# What is needed:
Reproduce all of the records below, switching every "broadcast still" to "video frame" and changing nothing else. Omit the pictures from your answer.

# Records for the exercise:
━━━━
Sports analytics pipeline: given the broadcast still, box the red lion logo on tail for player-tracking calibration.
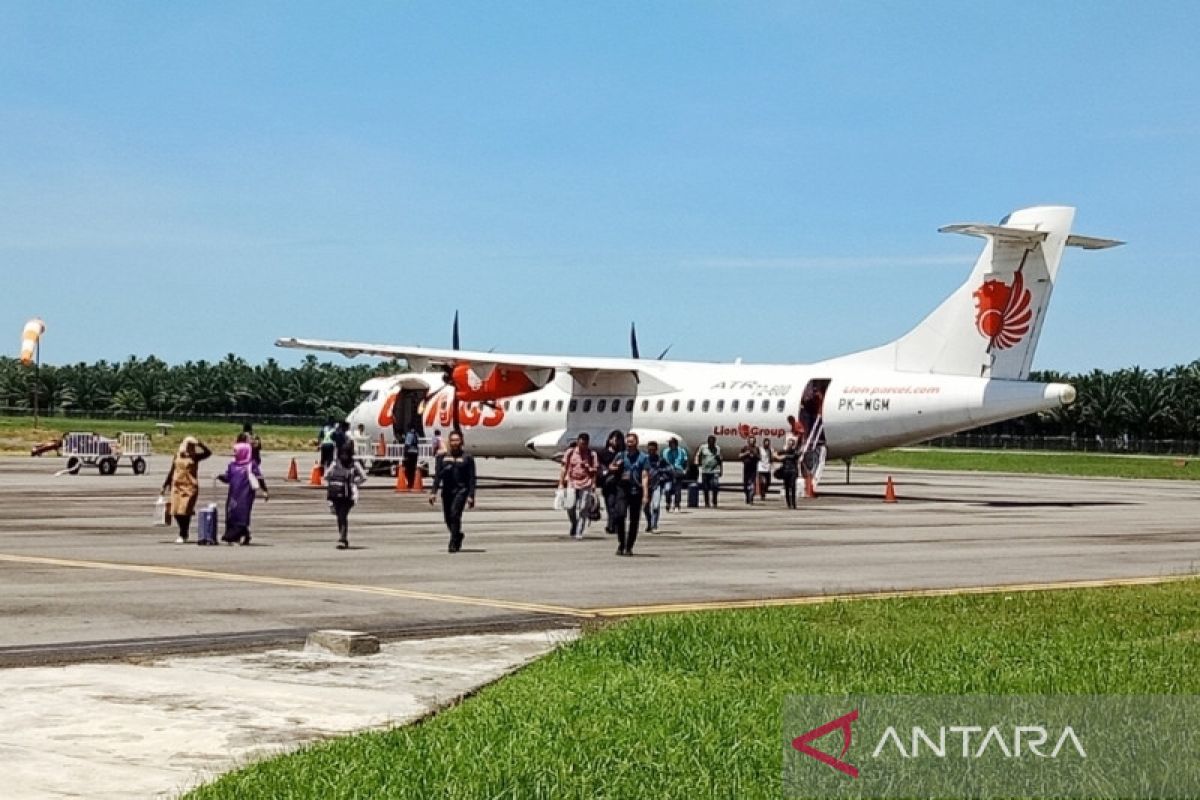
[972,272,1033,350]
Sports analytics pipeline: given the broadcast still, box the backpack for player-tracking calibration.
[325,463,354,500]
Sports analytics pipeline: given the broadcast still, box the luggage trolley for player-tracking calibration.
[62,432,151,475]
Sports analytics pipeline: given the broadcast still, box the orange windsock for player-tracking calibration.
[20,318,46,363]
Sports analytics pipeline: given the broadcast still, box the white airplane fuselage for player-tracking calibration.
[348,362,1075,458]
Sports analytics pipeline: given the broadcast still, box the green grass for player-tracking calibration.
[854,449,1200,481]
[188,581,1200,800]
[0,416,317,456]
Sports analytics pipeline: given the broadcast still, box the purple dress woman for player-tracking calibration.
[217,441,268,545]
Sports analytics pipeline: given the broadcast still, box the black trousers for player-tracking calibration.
━━━━
# Final answer:
Sports analytics pipeline: given the video frame, box the red lion logo on tail for player-tracking calibration.
[972,272,1033,350]
Sports analytics pipeline: given the video frame, box the backpack for player-tracking calibration.
[325,463,354,500]
Sports analytics pipeline: given the video frame, box the luggage trolley for player-tracking calibration.
[62,432,151,475]
Sports analytics pipeline: given the video frame, box the orange windsock for player-tracking calibration.
[20,318,46,363]
Sports analytics pipeline: given the video frame, box the white airplane fuselage for player-tracking calibration.
[348,362,1075,458]
Sports analytics pipeline: given the video frame, box the green grass for player-tracking calibration.
[854,449,1200,481]
[188,581,1200,800]
[0,416,317,456]
Sports analytics pipeline: given the video frame, box the purple dress woman for player-tracking calibration.
[217,441,268,545]
Sports analytics pipeline: given the video frame, box the black trousers for player-tracking calibration.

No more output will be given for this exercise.